PROBLEM REQUIREMENTS ▸ The output should consist solely of the lines running from the one that contains "instance of bright" through the end of the records below, copied exactly.

━━━━━ SOURCE MATERIAL ━━━━━

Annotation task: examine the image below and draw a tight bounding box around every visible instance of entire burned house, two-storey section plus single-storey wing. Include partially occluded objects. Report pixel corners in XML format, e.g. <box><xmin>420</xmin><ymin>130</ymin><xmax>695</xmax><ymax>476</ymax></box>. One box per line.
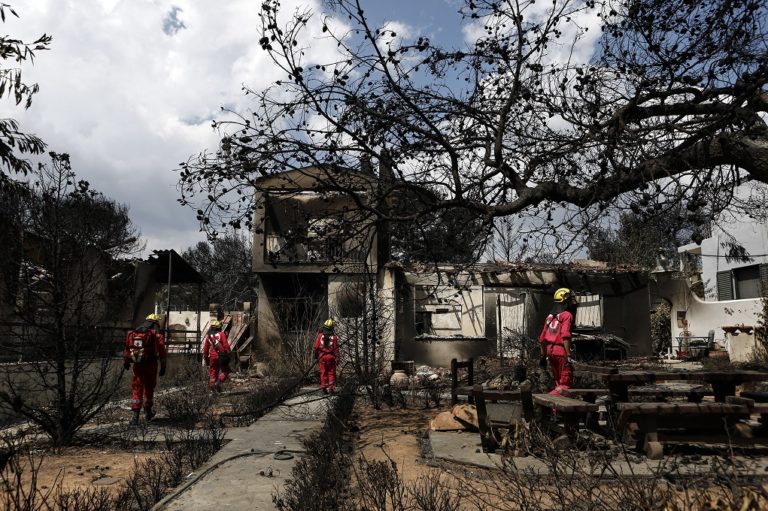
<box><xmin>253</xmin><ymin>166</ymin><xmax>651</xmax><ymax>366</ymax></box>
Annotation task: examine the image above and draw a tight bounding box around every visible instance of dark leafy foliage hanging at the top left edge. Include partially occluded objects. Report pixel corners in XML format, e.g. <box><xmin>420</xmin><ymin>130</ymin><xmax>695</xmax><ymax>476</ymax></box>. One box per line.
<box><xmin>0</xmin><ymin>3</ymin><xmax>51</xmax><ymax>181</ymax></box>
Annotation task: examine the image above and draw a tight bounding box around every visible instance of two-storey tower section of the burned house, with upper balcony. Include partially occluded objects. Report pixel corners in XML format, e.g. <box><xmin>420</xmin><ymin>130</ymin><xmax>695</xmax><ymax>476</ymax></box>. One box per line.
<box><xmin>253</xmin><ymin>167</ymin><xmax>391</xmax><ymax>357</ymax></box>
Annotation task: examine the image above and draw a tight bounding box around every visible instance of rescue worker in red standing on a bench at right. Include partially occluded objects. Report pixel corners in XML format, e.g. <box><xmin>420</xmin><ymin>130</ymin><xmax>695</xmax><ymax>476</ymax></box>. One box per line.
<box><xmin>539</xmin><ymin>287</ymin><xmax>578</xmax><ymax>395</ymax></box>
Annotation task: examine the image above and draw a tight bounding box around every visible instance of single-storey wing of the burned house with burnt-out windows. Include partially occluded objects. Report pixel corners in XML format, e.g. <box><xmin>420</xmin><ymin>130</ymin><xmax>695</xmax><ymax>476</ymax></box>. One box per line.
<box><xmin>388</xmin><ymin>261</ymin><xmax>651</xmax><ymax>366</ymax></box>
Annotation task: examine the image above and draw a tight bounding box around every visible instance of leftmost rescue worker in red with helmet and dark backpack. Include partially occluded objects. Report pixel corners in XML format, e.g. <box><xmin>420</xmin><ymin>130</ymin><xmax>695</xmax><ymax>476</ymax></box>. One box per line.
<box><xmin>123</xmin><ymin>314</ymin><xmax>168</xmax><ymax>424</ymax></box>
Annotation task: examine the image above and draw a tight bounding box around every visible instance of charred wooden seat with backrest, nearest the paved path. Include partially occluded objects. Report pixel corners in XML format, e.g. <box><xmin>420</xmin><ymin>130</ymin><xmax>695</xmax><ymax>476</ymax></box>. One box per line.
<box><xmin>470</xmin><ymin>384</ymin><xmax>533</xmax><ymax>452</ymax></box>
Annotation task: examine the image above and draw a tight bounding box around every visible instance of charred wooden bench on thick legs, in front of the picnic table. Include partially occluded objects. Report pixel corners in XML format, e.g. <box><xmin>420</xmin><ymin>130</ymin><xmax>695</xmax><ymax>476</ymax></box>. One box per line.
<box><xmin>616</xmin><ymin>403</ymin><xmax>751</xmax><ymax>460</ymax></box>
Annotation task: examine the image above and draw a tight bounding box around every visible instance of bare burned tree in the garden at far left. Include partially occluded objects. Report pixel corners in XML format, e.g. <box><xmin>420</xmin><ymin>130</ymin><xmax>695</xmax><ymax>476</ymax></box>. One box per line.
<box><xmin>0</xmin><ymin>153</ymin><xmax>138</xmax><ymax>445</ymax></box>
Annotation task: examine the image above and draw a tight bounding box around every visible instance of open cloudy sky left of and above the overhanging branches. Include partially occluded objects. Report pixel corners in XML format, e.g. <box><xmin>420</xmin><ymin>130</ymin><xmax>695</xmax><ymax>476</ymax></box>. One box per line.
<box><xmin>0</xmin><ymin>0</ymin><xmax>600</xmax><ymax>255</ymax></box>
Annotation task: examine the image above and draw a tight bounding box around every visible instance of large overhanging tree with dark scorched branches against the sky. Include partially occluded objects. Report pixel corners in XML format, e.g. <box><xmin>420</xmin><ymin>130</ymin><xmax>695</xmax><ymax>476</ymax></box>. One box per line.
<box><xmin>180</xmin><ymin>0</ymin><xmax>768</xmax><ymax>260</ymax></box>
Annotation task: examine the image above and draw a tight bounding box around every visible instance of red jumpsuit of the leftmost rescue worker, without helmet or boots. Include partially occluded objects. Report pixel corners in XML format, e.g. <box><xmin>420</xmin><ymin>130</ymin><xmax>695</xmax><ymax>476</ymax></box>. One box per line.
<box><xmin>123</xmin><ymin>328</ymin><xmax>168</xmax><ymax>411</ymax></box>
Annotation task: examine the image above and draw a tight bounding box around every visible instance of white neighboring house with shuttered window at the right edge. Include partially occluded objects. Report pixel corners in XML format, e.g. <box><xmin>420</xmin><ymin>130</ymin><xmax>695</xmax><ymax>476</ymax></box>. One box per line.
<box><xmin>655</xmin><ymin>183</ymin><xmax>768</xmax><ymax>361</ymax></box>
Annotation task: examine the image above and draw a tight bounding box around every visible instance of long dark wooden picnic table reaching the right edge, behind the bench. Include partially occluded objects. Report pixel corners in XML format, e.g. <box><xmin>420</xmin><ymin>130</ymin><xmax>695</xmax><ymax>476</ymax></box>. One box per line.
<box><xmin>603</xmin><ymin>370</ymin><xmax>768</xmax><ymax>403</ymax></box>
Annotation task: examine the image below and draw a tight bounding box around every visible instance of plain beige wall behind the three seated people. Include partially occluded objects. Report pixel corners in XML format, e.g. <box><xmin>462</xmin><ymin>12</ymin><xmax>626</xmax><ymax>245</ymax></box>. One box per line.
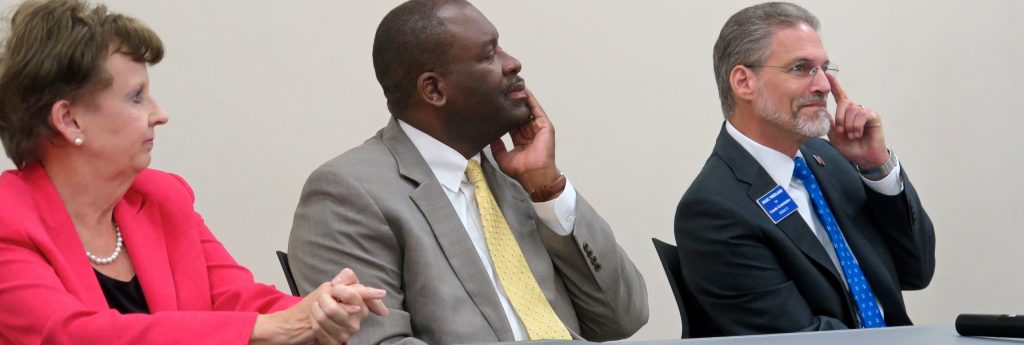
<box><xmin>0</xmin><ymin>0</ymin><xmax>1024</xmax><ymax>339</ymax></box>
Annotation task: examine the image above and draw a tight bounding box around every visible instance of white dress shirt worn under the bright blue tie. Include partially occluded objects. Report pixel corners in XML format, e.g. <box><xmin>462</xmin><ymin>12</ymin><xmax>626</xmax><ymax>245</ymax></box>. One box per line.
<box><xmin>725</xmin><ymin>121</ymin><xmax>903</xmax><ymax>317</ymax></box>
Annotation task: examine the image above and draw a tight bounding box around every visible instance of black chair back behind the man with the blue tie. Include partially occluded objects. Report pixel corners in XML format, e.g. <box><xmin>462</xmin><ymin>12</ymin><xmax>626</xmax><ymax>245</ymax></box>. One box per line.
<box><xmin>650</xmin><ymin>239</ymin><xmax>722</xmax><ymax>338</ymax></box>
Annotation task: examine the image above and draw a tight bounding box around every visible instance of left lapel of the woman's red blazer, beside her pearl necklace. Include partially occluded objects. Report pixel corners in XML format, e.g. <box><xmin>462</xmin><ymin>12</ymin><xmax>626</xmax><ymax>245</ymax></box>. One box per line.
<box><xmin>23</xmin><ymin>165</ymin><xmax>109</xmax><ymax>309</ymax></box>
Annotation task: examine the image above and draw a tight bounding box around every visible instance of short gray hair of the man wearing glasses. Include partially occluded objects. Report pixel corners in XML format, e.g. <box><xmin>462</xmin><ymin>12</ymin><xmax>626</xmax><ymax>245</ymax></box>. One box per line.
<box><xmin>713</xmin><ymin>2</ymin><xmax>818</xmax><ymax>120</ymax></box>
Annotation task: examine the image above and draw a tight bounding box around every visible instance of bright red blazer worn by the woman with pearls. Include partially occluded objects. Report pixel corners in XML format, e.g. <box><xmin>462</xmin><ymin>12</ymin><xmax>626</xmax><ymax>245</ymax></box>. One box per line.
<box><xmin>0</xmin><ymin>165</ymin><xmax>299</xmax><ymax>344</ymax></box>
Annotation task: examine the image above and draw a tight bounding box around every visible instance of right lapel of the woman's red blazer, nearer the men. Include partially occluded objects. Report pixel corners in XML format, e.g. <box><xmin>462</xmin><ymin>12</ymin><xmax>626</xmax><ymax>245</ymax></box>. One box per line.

━━━━━

SOLUTION BELOW ▸
Annotation task: examine the image above and draw a tight bounding box around every visible instance of bright red blazer worn by the woman with pearls. Include partially occluded objects. Report pixel corners in XML format, e.g. <box><xmin>462</xmin><ymin>12</ymin><xmax>626</xmax><ymax>245</ymax></box>. One box per line.
<box><xmin>0</xmin><ymin>165</ymin><xmax>299</xmax><ymax>344</ymax></box>
Annotation task: examine the image above and draw a tight bounding box around every visible instance of right lapel of the woman's red blazer, nearer the men. Include partially occluded objects. Report pixel corners in XML format, e.g. <box><xmin>462</xmin><ymin>12</ymin><xmax>626</xmax><ymax>245</ymax></box>. One box per line.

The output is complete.